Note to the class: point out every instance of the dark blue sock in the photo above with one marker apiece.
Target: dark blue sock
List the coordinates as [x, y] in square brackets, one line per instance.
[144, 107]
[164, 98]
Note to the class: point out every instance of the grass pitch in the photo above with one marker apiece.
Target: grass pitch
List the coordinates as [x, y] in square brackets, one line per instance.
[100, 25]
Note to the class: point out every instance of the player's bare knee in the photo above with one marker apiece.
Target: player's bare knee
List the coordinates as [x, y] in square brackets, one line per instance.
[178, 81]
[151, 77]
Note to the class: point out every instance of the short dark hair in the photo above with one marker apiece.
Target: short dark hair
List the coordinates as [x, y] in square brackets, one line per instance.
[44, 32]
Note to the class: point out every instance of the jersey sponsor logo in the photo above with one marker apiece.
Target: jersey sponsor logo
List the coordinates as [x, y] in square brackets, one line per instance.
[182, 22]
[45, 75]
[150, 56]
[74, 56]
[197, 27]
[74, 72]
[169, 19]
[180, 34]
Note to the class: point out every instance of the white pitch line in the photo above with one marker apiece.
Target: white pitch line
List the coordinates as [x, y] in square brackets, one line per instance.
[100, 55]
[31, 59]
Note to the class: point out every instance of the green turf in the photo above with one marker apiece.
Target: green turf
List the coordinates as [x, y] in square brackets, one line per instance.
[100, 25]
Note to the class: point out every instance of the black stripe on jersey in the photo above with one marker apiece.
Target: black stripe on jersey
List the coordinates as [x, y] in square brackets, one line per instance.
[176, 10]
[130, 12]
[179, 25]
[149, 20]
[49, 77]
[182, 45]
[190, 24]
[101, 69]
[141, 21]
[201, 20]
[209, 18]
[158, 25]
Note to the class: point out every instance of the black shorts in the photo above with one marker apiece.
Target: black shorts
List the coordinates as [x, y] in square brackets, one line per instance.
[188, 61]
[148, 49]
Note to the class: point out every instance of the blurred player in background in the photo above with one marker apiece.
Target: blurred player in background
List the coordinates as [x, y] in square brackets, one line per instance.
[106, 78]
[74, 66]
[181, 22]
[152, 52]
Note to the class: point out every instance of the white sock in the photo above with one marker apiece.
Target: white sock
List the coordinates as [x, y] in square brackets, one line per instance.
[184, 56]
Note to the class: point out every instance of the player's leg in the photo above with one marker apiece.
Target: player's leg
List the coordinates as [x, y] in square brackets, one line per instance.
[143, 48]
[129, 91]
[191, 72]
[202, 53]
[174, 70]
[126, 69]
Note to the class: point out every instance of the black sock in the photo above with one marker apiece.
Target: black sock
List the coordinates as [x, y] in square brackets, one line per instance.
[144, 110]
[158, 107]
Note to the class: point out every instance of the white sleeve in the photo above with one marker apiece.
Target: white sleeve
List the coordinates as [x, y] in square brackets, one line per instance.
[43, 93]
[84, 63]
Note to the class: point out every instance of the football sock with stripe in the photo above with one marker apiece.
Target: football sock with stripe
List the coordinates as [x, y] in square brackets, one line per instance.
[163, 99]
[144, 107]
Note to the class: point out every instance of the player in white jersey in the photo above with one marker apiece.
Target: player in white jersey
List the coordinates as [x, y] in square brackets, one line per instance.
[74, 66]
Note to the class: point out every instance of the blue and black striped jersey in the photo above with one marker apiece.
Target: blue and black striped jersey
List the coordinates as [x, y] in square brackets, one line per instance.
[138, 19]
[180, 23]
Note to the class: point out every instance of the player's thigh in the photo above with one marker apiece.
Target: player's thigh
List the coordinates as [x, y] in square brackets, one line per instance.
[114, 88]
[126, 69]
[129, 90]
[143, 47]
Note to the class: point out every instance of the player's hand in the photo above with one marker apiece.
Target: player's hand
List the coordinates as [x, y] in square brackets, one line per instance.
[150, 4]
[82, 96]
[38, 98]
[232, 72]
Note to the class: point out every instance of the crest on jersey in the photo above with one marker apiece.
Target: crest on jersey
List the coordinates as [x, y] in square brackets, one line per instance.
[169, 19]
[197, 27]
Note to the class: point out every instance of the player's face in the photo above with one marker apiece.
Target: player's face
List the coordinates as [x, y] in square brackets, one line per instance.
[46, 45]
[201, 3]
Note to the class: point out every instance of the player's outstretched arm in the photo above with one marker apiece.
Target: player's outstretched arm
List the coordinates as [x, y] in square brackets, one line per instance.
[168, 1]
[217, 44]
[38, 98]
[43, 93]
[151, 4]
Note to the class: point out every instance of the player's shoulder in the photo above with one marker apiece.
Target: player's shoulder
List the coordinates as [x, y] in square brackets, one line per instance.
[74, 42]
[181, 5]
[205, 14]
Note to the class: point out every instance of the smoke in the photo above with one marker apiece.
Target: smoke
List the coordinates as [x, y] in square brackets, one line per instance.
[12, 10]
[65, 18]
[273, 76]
---+---
| Assigned task |
The answer must be every line from the records above that contains the word "crest", copied in full.

| Response |
Note to the class: point out every instance of the crest on jersey in the photo above with one marker apiece.
Target: crest on jersey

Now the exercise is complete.